INSTRUCTION
In the records below, switch every occurrence of "$IMG" to "$PHOTO" and reproduce all the lines with everything else left unchanged.

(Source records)

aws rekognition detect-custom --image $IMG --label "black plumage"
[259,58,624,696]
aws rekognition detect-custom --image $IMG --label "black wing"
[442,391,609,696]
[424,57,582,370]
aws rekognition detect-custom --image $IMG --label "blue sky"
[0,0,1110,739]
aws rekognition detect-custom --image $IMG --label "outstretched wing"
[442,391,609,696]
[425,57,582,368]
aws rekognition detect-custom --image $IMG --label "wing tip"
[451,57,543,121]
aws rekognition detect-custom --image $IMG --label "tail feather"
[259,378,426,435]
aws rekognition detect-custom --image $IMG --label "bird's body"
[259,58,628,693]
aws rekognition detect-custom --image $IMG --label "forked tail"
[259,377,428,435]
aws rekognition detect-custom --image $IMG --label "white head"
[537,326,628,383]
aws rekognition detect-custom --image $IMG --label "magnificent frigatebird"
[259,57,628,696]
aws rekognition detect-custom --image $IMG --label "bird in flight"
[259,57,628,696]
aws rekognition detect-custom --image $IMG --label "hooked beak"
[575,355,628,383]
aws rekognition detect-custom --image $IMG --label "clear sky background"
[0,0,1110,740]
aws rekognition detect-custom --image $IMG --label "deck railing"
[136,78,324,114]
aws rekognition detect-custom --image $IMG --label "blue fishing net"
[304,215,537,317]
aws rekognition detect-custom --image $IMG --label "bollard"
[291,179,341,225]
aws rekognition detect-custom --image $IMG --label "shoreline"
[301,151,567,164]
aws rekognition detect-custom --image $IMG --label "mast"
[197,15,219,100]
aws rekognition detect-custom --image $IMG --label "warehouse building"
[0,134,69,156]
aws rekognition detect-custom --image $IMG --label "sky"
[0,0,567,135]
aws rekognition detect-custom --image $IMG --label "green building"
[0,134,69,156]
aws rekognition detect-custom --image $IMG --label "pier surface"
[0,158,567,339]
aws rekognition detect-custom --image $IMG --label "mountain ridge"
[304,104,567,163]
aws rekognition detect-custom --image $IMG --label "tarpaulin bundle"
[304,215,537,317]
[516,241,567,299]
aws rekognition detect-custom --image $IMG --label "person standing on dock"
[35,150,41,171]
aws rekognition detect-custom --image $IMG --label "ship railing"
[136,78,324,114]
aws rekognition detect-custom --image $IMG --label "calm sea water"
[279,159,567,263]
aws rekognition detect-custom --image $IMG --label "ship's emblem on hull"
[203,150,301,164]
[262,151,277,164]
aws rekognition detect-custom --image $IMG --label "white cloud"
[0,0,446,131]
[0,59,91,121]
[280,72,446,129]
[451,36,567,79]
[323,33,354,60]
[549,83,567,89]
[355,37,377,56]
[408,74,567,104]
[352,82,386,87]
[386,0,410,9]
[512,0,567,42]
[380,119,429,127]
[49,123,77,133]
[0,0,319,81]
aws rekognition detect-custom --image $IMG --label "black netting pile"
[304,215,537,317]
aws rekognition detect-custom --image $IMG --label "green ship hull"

TASK OUTPUT
aws rekognition detect-custom --image $PHOTO --label "black plumage"
[259,58,624,696]
aws rekognition detect-custom --image $PHOTO --label "black wing"
[442,391,609,696]
[424,57,582,370]
aws rekognition detect-custom --image $PHOTO --label "blue sky"
[0,0,1110,739]
aws rekognition detect-custom --image $PHOTO --label "outstretched wing"
[442,391,609,696]
[425,57,582,368]
aws rekognition detect-custom --image $PHOTO --label "wing tip"
[451,57,543,121]
aws rekognition detect-custom --image $PHOTO --label "tail feather"
[259,378,426,435]
aws rekognition detect-custom --image $PHOTO --label "bird's body"
[259,58,628,693]
aws rekognition detect-custom --image $PHOTO --label "forked tail"
[259,377,428,435]
aws rekognition detect-custom --image $PHOTO --label "white head"
[537,326,628,383]
aws rekognition detect-custom --image $PHOTO --label "magnificent frigatebird"
[259,57,628,696]
aws rekognition detect-custom --image $PHOTO --label "bird in flight"
[259,57,628,696]
aws rekognition detect-custom --image $PHOTO --label "hooked beak"
[575,355,628,383]
aws rekognition detect-custom --image $PHOTO --label "clear sky background"
[0,0,1110,740]
aws rekognition detect-custom --image $PHOTO --label "deck railing"
[136,78,324,114]
aws rekognition detect-custom --image $PHOTO --label "blue fishing net"
[304,215,537,317]
aws rekognition detect-custom --image $PHOTO --label "bollard"
[291,179,341,225]
aws rekognition detect-custom --image $PHOTO --label "shoreline"
[301,151,567,164]
aws rekognition detect-custom --image $PHOTO --label "mast"
[197,15,219,100]
aws rekognition detect-custom --image $PHOTO --label "warehouse building"
[0,134,69,156]
aws rekognition detect-custom --image $PHOTO --label "sky"
[0,0,567,135]
aws rekognition detect-custom --image $PHOTO --label "green building"
[0,134,69,156]
aws rekognition detect-custom --image $PHOTO --label "pier surface"
[0,158,567,339]
aws rekognition detect-custom --image $PHOTO --label "mountain ridge"
[304,104,567,163]
aws rekognition detect-custom --image $PHOTO --label "tarpaulin bundle"
[304,215,537,317]
[516,241,567,299]
aws rekognition detect-custom --image $PHOTO --label "person standing on dock"
[35,150,41,171]
aws rekognition detect-custom --image $PHOTO --label "ship railing"
[136,78,324,114]
aws rekognition detect-custom --image $PHOTO --label "calm sea water"
[279,159,567,263]
aws rekognition detect-custom --image $PHOTO --label "ship's emblem on hull"
[203,150,301,164]
[262,151,277,164]
aws rekognition detect-custom --image $PHOTO --label "white cloud"
[0,0,446,131]
[0,59,91,121]
[280,72,446,129]
[451,36,567,79]
[323,33,354,60]
[549,83,567,89]
[355,37,377,56]
[408,74,567,104]
[352,82,386,87]
[386,0,410,9]
[512,0,567,42]
[380,119,429,127]
[49,123,77,133]
[0,0,319,81]
aws rekognition detect-custom --image $PHOTO --label "black netting pile"
[304,215,537,317]
aws rekognition detect-custom --image $PHOTO --label "green ship hull"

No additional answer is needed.